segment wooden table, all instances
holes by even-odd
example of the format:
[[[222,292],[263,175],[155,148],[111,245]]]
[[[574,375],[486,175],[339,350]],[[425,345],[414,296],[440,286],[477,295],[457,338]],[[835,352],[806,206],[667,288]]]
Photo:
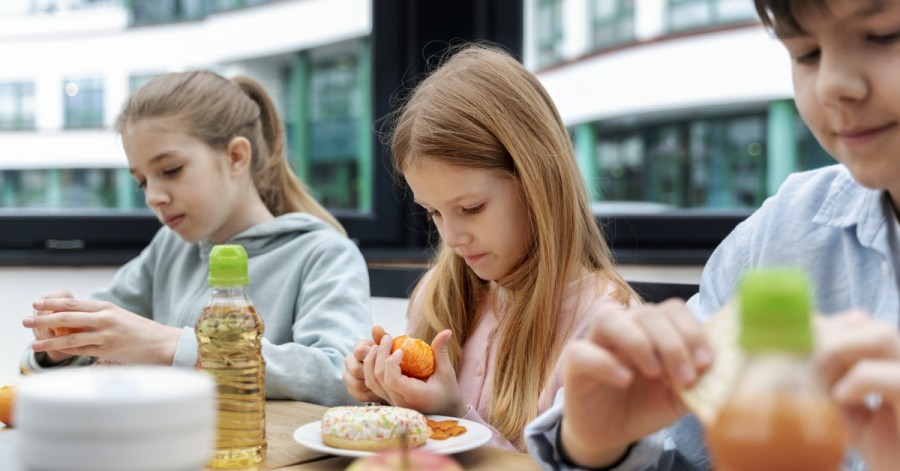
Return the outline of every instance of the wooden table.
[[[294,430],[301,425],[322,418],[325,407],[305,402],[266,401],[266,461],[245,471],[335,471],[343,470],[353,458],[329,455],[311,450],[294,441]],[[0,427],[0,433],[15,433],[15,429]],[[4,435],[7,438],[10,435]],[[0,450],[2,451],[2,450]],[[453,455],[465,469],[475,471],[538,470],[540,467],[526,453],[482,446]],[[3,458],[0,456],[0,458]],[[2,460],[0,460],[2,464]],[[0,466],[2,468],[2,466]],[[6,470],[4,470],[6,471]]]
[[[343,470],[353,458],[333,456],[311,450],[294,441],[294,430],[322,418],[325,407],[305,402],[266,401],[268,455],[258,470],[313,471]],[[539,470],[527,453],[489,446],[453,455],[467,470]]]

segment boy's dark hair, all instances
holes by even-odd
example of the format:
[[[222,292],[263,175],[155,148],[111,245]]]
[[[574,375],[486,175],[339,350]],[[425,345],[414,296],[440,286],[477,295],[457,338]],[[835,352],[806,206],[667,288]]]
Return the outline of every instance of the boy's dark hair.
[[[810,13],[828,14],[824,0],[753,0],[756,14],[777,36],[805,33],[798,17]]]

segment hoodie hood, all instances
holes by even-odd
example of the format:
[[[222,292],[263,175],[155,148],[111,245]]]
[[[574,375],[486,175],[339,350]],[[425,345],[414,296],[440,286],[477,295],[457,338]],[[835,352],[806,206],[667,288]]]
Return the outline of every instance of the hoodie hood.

______

| ASSIGNMENT |
Transcribe each entry above exactly, apart from the pictures.

| OUTPUT FOR THIS TASK |
segment wooden table, all instances
holes by even-odd
example of the format:
[[[222,292],[263,175],[155,148],[111,245]]]
[[[574,375],[486,175],[339,350]],[[425,345],[414,296],[440,286],[477,295],[457,338]],[[835,352],[806,206],[667,288]]]
Photo:
Return the outline of every instance of the wooden table.
[[[294,430],[301,425],[322,418],[325,407],[305,402],[266,401],[266,461],[245,471],[335,471],[343,470],[353,458],[329,455],[311,450],[294,441]],[[0,427],[0,433],[15,433],[15,429]],[[4,435],[7,438],[10,435]],[[0,450],[2,451],[2,450]],[[453,455],[465,469],[475,471],[538,470],[540,467],[526,453],[482,446]],[[3,458],[0,456],[0,458]],[[2,460],[0,460],[2,464]],[[0,466],[2,468],[2,466]],[[6,470],[4,470],[6,471]]]
[[[343,470],[353,458],[333,456],[311,450],[294,441],[294,430],[322,418],[325,407],[305,402],[266,401],[268,455],[258,470],[313,471]],[[539,470],[527,453],[489,446],[453,455],[467,470]]]

segment boy's dark hair, all instances
holes by even-odd
example of the format:
[[[222,292],[263,175],[155,148],[111,245]]]
[[[574,375],[486,175],[339,350]],[[425,345],[414,296],[440,286],[477,295],[457,338]],[[835,352],[806,206],[667,288]]]
Return the outline of every instance of the boy's dark hair.
[[[810,13],[828,14],[824,0],[753,0],[756,14],[777,36],[805,33],[798,17]]]

segment hoodie hood, all instances
holes by even-odd
example of the format:
[[[222,292],[263,175],[155,148],[111,245]]]
[[[574,375],[486,175],[339,350]],[[425,345],[414,296],[440,286],[477,295],[457,338]],[[835,352],[806,206],[667,288]]]
Return the outline of every instance of the hoodie hood.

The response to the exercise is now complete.